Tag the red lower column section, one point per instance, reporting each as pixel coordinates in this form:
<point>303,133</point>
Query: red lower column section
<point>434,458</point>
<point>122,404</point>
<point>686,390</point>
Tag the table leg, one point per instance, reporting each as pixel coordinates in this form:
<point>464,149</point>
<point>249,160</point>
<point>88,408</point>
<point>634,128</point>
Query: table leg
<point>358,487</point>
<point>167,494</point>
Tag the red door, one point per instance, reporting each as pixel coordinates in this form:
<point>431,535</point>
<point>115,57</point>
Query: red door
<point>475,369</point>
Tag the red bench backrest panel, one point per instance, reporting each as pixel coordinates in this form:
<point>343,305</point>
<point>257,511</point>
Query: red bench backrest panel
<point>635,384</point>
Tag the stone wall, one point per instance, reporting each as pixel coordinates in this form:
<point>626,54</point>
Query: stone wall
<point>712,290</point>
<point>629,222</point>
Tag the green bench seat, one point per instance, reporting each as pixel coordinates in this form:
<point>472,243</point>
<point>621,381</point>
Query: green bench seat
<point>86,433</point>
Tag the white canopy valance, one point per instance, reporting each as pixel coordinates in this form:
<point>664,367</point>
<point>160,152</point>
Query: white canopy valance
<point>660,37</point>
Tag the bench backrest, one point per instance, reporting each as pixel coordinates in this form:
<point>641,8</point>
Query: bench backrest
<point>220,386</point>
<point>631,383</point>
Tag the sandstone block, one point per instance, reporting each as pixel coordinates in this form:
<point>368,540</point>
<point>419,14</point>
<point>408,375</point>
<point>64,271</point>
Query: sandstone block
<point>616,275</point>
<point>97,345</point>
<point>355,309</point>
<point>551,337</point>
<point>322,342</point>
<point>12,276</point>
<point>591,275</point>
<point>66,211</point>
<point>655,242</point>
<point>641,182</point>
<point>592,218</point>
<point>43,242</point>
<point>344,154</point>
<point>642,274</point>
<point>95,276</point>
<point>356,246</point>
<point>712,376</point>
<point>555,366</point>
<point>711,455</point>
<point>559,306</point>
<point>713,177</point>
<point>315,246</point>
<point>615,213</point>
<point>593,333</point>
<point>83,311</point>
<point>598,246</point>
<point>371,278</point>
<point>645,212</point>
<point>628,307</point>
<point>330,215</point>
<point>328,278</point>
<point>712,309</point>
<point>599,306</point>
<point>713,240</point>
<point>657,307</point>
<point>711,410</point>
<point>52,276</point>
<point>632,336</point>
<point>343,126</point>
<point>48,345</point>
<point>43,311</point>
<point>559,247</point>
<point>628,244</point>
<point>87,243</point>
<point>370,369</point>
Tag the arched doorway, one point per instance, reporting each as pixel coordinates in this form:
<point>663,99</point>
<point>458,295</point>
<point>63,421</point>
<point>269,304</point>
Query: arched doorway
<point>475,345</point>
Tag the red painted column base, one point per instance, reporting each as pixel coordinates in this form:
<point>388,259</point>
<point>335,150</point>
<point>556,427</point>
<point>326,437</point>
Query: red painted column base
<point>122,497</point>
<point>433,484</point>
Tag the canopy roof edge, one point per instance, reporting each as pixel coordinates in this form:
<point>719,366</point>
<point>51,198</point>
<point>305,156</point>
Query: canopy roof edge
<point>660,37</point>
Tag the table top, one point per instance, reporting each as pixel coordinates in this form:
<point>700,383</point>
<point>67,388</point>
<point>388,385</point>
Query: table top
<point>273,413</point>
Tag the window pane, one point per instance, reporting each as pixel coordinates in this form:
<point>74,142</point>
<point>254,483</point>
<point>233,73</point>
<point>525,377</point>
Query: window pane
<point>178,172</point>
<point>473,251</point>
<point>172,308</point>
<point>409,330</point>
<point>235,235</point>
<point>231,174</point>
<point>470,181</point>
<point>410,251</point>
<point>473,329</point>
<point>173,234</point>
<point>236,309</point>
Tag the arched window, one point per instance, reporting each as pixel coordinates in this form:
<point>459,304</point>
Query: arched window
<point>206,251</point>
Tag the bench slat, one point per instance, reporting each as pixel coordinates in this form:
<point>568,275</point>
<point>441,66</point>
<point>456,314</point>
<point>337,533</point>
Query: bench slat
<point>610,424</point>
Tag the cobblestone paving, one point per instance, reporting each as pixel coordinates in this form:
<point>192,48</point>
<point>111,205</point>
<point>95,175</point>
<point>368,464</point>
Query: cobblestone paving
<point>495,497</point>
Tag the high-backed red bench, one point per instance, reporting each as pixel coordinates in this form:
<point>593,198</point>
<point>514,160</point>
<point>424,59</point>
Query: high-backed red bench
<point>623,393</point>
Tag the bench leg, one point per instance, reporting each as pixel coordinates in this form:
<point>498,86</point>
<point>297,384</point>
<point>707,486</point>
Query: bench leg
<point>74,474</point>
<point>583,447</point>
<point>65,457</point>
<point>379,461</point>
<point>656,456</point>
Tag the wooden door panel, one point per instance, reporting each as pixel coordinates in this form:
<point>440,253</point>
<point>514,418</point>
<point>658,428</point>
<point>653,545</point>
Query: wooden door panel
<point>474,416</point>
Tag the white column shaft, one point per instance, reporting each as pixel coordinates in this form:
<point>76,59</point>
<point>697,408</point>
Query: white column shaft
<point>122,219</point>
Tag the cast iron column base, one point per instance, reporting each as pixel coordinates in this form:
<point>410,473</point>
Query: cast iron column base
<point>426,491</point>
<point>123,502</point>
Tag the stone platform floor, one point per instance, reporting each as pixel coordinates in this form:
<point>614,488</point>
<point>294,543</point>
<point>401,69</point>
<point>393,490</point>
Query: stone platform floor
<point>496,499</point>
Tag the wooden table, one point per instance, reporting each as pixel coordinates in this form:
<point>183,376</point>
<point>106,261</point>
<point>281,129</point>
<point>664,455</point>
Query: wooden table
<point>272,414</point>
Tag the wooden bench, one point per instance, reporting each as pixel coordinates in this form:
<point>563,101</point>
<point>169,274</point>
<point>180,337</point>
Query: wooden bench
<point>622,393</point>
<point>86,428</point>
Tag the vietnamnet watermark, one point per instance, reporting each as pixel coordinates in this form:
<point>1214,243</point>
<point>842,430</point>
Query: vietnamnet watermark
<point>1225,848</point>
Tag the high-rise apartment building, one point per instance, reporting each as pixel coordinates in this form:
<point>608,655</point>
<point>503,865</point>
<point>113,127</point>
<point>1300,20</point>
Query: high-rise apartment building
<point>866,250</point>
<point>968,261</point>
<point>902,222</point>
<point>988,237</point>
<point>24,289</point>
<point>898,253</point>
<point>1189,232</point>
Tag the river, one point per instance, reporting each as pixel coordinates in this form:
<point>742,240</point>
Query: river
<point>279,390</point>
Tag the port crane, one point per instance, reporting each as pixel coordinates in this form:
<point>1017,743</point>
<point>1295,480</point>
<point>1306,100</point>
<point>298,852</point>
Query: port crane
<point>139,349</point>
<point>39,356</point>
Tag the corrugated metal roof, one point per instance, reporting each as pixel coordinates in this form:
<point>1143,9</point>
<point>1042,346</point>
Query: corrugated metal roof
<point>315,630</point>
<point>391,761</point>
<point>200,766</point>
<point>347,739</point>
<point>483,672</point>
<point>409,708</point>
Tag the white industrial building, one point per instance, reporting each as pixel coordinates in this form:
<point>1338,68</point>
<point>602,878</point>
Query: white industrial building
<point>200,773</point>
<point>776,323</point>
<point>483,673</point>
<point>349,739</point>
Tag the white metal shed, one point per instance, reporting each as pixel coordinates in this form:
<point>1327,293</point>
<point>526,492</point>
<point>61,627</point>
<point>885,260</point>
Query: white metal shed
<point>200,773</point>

_ _ _

ASSIGNED TASK> Every record is to be repeated exactly as it stands above.

EXERCISE RESPONSE>
Tag the red lower column section, one point per instance, reporting each as pixel coordinates in this form:
<point>303,133</point>
Query: red lower column section
<point>434,458</point>
<point>122,404</point>
<point>686,390</point>
Tag the table leg, one point per instance, reporting each as pixel coordinates in this form:
<point>464,149</point>
<point>249,160</point>
<point>88,408</point>
<point>634,128</point>
Query: table leg
<point>358,487</point>
<point>167,494</point>
Tag the red door, one point per instance, reporting each as pixel coordinates in this form:
<point>431,535</point>
<point>115,57</point>
Query: red door
<point>475,369</point>
Tag the red bench backrest panel, one point per instance, reporting each as pixel coordinates in this form:
<point>343,305</point>
<point>257,511</point>
Query: red bench backrest panel
<point>635,384</point>
Tag the stone wall, one point per instance, reporting each as pixel coordinates in this form:
<point>626,54</point>
Query: stone wall
<point>712,290</point>
<point>629,222</point>
Tag the green bench seat, one point per instance, reporting each as pixel coordinates in this form:
<point>472,243</point>
<point>621,381</point>
Query: green bench seat
<point>86,433</point>
Tag the white canopy valance, one point per instance, reporting each as pixel coordinates in this form:
<point>664,367</point>
<point>160,152</point>
Query: white canopy valance
<point>660,37</point>
Tag the bench backrest, one point per instance, reporting each as pixel coordinates in this form:
<point>641,8</point>
Query: bench backrest
<point>220,386</point>
<point>631,383</point>
Tag the sandstone block, one point per instance, reporting each as pixel coordinates in this form:
<point>368,540</point>
<point>419,14</point>
<point>408,375</point>
<point>64,271</point>
Query: sandstone block
<point>616,275</point>
<point>97,345</point>
<point>355,309</point>
<point>551,337</point>
<point>322,342</point>
<point>12,276</point>
<point>591,275</point>
<point>66,211</point>
<point>655,242</point>
<point>641,182</point>
<point>592,218</point>
<point>43,242</point>
<point>344,154</point>
<point>642,274</point>
<point>95,276</point>
<point>356,246</point>
<point>712,376</point>
<point>555,366</point>
<point>711,455</point>
<point>559,306</point>
<point>713,177</point>
<point>315,246</point>
<point>615,213</point>
<point>593,333</point>
<point>83,311</point>
<point>598,246</point>
<point>371,278</point>
<point>645,212</point>
<point>628,307</point>
<point>330,215</point>
<point>328,278</point>
<point>712,309</point>
<point>599,306</point>
<point>713,240</point>
<point>657,307</point>
<point>711,410</point>
<point>52,276</point>
<point>632,336</point>
<point>343,126</point>
<point>48,345</point>
<point>43,311</point>
<point>559,247</point>
<point>628,244</point>
<point>87,243</point>
<point>370,369</point>
Tag the arched doorway, one point per instance, reporting each as pixel coordinates in this form:
<point>663,99</point>
<point>458,295</point>
<point>63,421</point>
<point>269,304</point>
Query: arched doorway
<point>475,345</point>
Tag the red painted column base, one point per instance, reporting each as pixel coordinates in this form:
<point>388,259</point>
<point>335,150</point>
<point>556,427</point>
<point>326,437</point>
Query: red painted column base
<point>122,497</point>
<point>433,484</point>
Tag the canopy roof edge, one point per instance, reporting each as pixel coordinates in this form:
<point>719,366</point>
<point>51,198</point>
<point>305,156</point>
Query: canopy roof edge
<point>660,37</point>
Tag the table top, one point per instance, reporting each as pixel coordinates in this form:
<point>700,383</point>
<point>67,388</point>
<point>388,385</point>
Query: table top
<point>273,413</point>
Tag the window pane, one point per instance, reporting each as pixel coordinates in this form:
<point>74,142</point>
<point>254,483</point>
<point>233,73</point>
<point>525,377</point>
Query: window pane
<point>178,172</point>
<point>473,251</point>
<point>172,308</point>
<point>409,330</point>
<point>235,235</point>
<point>231,174</point>
<point>470,181</point>
<point>410,251</point>
<point>473,329</point>
<point>173,234</point>
<point>236,309</point>
Tag the arched window, one point per instance, reporting each as pixel coordinates in this form:
<point>459,304</point>
Query: arched window
<point>206,251</point>
Tag the bench slat, one point per instance, reporting each as pixel coordinates in this form:
<point>568,275</point>
<point>441,66</point>
<point>456,314</point>
<point>337,533</point>
Query: bench slat
<point>610,424</point>
Tag the cobblestone paving, one point per instance, reporting each as pixel coordinates in this form:
<point>192,48</point>
<point>111,205</point>
<point>95,175</point>
<point>368,464</point>
Query: cobblestone paving
<point>495,497</point>
Tag the high-backed red bench, one point per instance, reporting each as pixel coordinates in this form:
<point>593,198</point>
<point>514,160</point>
<point>424,59</point>
Query: high-backed red bench
<point>623,393</point>
Tag the bench leg, one point per instance, reporting each as pixel coordinates in this form:
<point>498,86</point>
<point>297,384</point>
<point>707,486</point>
Query: bench leg
<point>74,474</point>
<point>583,447</point>
<point>65,457</point>
<point>379,461</point>
<point>656,456</point>
Tag the wooden door panel, one point per instance, reporting each as pixel coordinates in this form:
<point>440,253</point>
<point>514,418</point>
<point>658,428</point>
<point>653,545</point>
Query: wooden door panel
<point>474,416</point>
Tag the white column shaft, one point per instance, reporting each as pixel coordinates in this form:
<point>76,59</point>
<point>697,408</point>
Query: white column shaft
<point>122,219</point>
Tag the cast iron column base, one point per instance, reporting each as pixel coordinates in this form:
<point>410,473</point>
Query: cast iron column base
<point>426,491</point>
<point>123,502</point>
Tag the stone platform floor, one point per instance, reporting each as pixel coordinates in this form:
<point>614,488</point>
<point>294,543</point>
<point>401,69</point>
<point>393,490</point>
Query: stone platform floor
<point>496,499</point>
Tag the wooden table, one point per instance, reporting each as pixel coordinates in this form:
<point>183,376</point>
<point>106,261</point>
<point>281,129</point>
<point>664,455</point>
Query: wooden table
<point>272,414</point>
Tag the wooden bench, one point per instance, reporting each as pixel coordinates in this form:
<point>563,101</point>
<point>169,274</point>
<point>180,337</point>
Query: wooden bench
<point>622,393</point>
<point>86,428</point>
Tag the vietnamnet watermark, one point per instance, reporting each as pixel coordinates in this form:
<point>1214,243</point>
<point>842,430</point>
Query: vietnamnet watermark
<point>1225,848</point>
Tag the high-rise apartment building, one point per instance, reporting each as pixel coordinates in this form:
<point>608,655</point>
<point>503,865</point>
<point>113,127</point>
<point>1300,20</point>
Query: high-rise apartment building
<point>866,250</point>
<point>968,261</point>
<point>902,222</point>
<point>988,237</point>
<point>24,289</point>
<point>898,253</point>
<point>1189,232</point>
Tag the river, one point per instance, reporting each as pixel coordinates in this form:
<point>742,240</point>
Query: river
<point>279,390</point>
Tag the port crane, one point per instance, reporting each as pixel coordinates in this form:
<point>1017,743</point>
<point>1295,480</point>
<point>1306,100</point>
<point>298,852</point>
Query: port crane
<point>139,349</point>
<point>39,356</point>
Tag the corrugated metal roof, one point per instance, reporting each as pixel coordinates in this form:
<point>1143,9</point>
<point>1042,346</point>
Query: corrugated metal roof
<point>315,630</point>
<point>391,761</point>
<point>200,766</point>
<point>347,739</point>
<point>483,672</point>
<point>409,708</point>
Tag the white industrial building, one point per instance, reporting each as pixel coordinates in this form:
<point>1338,68</point>
<point>602,878</point>
Query: white industrial building
<point>200,773</point>
<point>776,323</point>
<point>483,673</point>
<point>349,739</point>
Tag the white metal shed, one point per instance, reporting each as pixel coordinates in this form:
<point>1327,293</point>
<point>526,492</point>
<point>61,627</point>
<point>885,260</point>
Query: white metal shed
<point>200,773</point>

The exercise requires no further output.